··· Records supplied
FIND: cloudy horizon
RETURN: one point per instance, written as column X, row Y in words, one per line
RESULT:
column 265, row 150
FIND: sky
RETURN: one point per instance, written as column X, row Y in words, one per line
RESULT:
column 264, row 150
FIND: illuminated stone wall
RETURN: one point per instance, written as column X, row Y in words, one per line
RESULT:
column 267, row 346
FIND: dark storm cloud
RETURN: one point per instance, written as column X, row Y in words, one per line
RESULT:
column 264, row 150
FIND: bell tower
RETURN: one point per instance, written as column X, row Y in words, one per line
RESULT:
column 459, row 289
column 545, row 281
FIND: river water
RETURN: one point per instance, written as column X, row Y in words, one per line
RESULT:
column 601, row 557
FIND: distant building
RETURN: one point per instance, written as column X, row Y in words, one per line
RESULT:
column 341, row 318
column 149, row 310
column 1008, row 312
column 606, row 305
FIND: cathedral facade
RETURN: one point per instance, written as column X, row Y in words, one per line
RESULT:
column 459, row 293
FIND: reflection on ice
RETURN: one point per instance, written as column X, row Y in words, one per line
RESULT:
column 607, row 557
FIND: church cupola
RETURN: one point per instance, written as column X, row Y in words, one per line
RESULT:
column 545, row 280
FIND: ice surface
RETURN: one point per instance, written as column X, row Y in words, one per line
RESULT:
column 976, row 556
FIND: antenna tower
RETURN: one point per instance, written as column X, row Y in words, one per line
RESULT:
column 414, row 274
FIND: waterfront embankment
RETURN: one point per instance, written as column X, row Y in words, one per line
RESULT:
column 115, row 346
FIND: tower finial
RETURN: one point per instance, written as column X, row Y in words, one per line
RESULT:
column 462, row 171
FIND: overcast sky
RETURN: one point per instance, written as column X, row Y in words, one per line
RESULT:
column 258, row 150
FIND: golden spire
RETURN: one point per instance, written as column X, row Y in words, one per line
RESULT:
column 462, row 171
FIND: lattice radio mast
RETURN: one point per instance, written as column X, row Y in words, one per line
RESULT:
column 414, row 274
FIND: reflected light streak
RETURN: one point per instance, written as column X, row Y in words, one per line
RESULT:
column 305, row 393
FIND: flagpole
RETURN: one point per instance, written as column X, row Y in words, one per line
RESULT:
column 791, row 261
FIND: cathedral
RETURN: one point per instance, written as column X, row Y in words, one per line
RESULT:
······
| To do |
Retype everything from the first of the lines above down to the line containing "column 606, row 305", both ends included, keeping each line unchanged.

| The response |
FIND: cloudy horizon
RETURN: one point per instance, written as column X, row Y in words, one per line
RESULT:
column 265, row 150
FIND: sky
RETURN: one point per instance, written as column X, row Y in words, one per line
RESULT:
column 264, row 150
FIND: illuminated stone wall
RETURN: one point per instance, written as column X, row Y in words, one per line
RESULT:
column 267, row 346
FIND: dark storm cloud
RETURN: one point per instance, written as column X, row Y in words, one per line
RESULT:
column 264, row 150
FIND: bell tower
RETURN: one point per instance, written as column X, row Y in words, one per line
RESULT:
column 459, row 289
column 545, row 281
FIND: river water
RETURN: one point per instance, written as column X, row Y in words, one per line
RESULT:
column 601, row 557
FIND: distant building
RETURN: one point per instance, written as column X, row Y in words, one per line
RESULT:
column 341, row 318
column 149, row 310
column 1008, row 312
column 606, row 305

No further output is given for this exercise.